> [What you are asked to do]: Can you write out all the entries below again, substituting "point coordinates" for "pixel coordinates" and changing nothing else? Leave the pictures out of your answer.

[Location labeling records]
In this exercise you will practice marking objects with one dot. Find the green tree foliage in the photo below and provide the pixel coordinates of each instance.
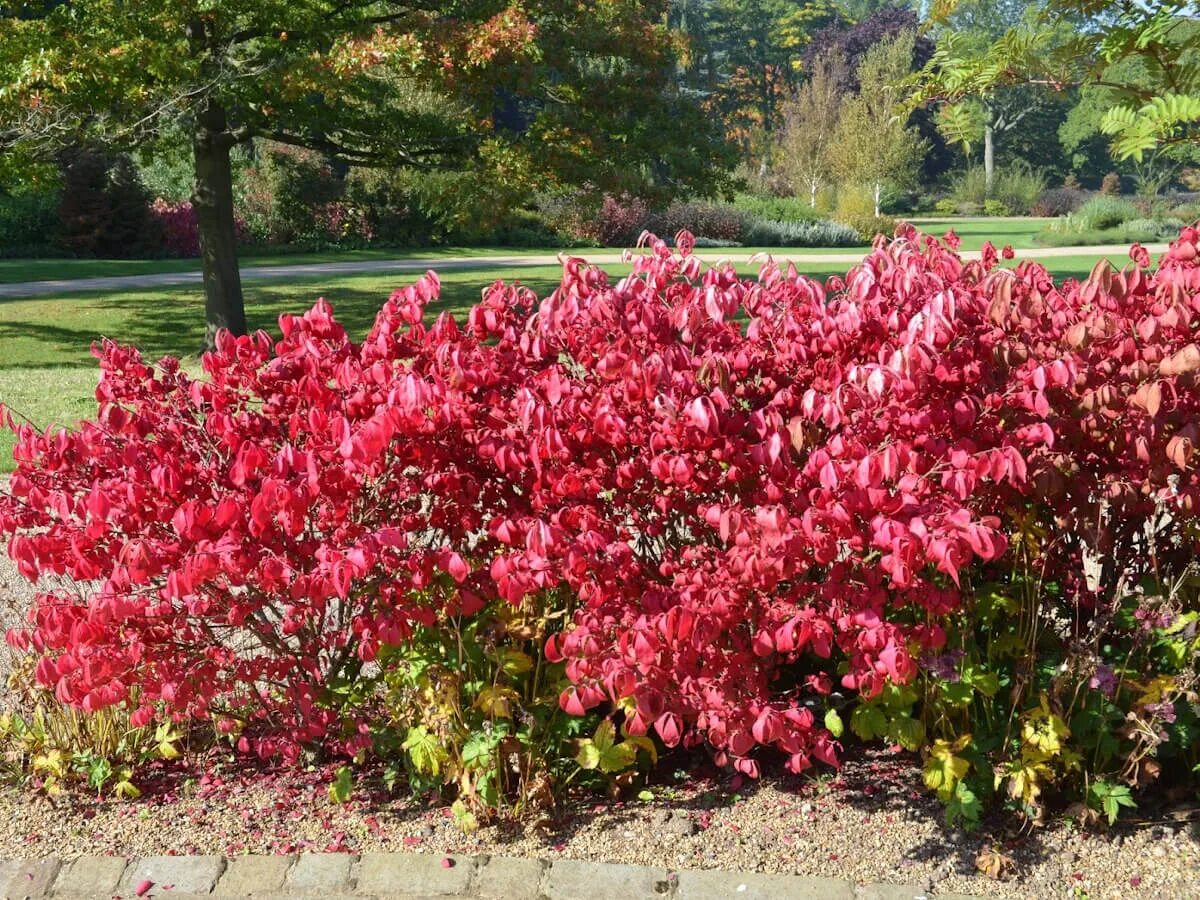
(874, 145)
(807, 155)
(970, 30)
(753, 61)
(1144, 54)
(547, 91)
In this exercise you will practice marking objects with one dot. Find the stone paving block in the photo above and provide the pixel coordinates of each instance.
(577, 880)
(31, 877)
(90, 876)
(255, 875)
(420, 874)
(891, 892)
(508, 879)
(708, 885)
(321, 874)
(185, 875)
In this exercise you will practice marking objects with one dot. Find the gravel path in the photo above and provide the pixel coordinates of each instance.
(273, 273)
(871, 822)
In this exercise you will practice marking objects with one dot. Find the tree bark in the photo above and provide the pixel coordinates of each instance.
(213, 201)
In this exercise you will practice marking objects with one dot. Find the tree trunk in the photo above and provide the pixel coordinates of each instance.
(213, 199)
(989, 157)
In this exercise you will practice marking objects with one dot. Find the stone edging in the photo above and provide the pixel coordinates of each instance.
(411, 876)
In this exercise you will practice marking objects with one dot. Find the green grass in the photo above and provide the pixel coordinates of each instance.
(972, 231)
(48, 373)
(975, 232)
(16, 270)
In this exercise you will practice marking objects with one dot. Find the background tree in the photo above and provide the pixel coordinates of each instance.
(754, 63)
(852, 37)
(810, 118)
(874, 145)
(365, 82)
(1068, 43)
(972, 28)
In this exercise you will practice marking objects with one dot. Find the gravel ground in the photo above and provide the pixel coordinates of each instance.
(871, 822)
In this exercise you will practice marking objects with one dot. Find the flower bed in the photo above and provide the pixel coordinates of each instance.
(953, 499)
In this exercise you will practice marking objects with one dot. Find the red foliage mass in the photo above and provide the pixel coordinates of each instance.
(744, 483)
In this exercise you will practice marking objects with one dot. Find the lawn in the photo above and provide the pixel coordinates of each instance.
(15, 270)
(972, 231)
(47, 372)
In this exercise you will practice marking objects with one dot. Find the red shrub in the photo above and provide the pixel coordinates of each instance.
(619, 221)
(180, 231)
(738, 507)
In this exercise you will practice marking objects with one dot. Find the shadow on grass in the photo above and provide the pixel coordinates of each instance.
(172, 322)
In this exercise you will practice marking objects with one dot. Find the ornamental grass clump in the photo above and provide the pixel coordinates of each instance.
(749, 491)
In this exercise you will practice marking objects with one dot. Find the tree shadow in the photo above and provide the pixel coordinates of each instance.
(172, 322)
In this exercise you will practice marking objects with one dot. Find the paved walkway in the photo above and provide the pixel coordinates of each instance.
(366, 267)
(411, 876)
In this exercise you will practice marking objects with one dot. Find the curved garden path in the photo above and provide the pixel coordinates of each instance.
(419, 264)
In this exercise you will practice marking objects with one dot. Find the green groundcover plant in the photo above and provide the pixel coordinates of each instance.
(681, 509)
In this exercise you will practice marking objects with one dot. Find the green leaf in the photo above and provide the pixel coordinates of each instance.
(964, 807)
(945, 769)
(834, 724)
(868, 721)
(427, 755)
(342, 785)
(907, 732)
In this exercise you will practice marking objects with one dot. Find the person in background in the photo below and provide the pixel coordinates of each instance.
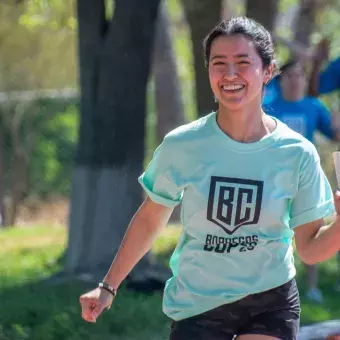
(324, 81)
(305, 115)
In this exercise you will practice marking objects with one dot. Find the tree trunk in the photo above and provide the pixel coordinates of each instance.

> [Response to the exercise]:
In this exercise you will practice marking objects with one dot. Find the green tree foliage in the photo below and provide the point coordinates of each instance.
(874, 145)
(807, 155)
(970, 30)
(753, 61)
(1144, 54)
(547, 91)
In this exercise you will practice marking objects with one dot. Find the stone paving block in the photo above and provide the point coordinates of each instance.
(577, 880)
(31, 877)
(90, 876)
(255, 875)
(420, 874)
(891, 892)
(508, 879)
(708, 885)
(321, 874)
(185, 875)
In this exercise you will practice marking objects with one dot. Find the gravel path in the photo above and provide the point coordinates of each instance.
(273, 273)
(871, 822)
In this exercise you will practice marking objects with one dot. Find the tree bark in the photo above and provide the point coordinates of each instance.
(213, 201)
In this exercise you will practice marking objects with one dot. Find the tree trunk in the photo above and provide the point coordinates of each instance.
(213, 199)
(989, 157)
In this exercise you will practice marking objects with one dot. Find the stone edging in the photo above and provide the point coordinates of each instance.
(411, 876)
In this exercise you will practice marking objects with one dot. Find the green grass in the photo above and provide the point coordinates of each instance.
(972, 231)
(48, 373)
(975, 232)
(16, 270)
In this exercise you will practice marking objects with one dot. Find the background tree in the photo above and provide the point coordinates of each instance.
(754, 63)
(852, 37)
(810, 118)
(874, 145)
(365, 82)
(1068, 43)
(972, 28)
In this exercise you will practice marking objects with one dot. Find the gravel ground in the photo above and provide the point coordinates of each instance.
(871, 822)
In this exercise you will practice marking objects with one dot. Find the flower bed in the photo above and provide the point coordinates of each instance.
(953, 499)
In this exercise you will practice marking objects with one dot. Find the red foliage mass in the photo above and provide the point coordinates of each instance.
(744, 483)
In this exercise you will practice marking objects with one dot. Find the lawn in the photo above and provide the point coordinates of each instance.
(15, 270)
(972, 231)
(47, 372)
In this exercise you will practice marking objects with one dot. Find the red shrub in the photo above and provide the point coordinates of each instance.
(619, 221)
(180, 231)
(738, 507)
In this exercise you will practice marking objects with one dot. Find the shadow on grass in the photo above and provide the point coordinates of each instance.
(172, 322)
In this exercise you will practice marking objects with one dot. Find the ornamental grass clump in the photo above and provide the point coordinates of each instance.
(749, 491)
In this exercise you will practice marking objects with one dot. Find the tree shadow in the photo above and provide the point coordinates of each instance.
(172, 322)
In this exercise you will practice marking objects with one dot. Find the paved walkway in the photo above and provide the point coordinates of each instance.
(366, 267)
(411, 876)
In this exercise you will practice marking objects with one dot. Find the curved garden path in the photo above and provide the point coordinates of each instance.
(419, 264)
In this exercise you will practice marking objects with one dot. Find the green groundcover plant in the photo above and provide the point coordinates of each instance.
(681, 509)
In this exercise you will practice marking objects with one dot. Find the green leaf in the photo above and provide the point coordinates of each instance.
(964, 807)
(945, 769)
(834, 724)
(868, 721)
(427, 755)
(342, 785)
(907, 732)
In this exercise you will practice marking objects with one dot. Find the person in background in the photo below and provide the point coordinates of each instance.
(324, 81)
(305, 115)
In this exercise you will practice marking objects with one dot. Find the tree trunk in the photo above and provide the point coordinates of each instance.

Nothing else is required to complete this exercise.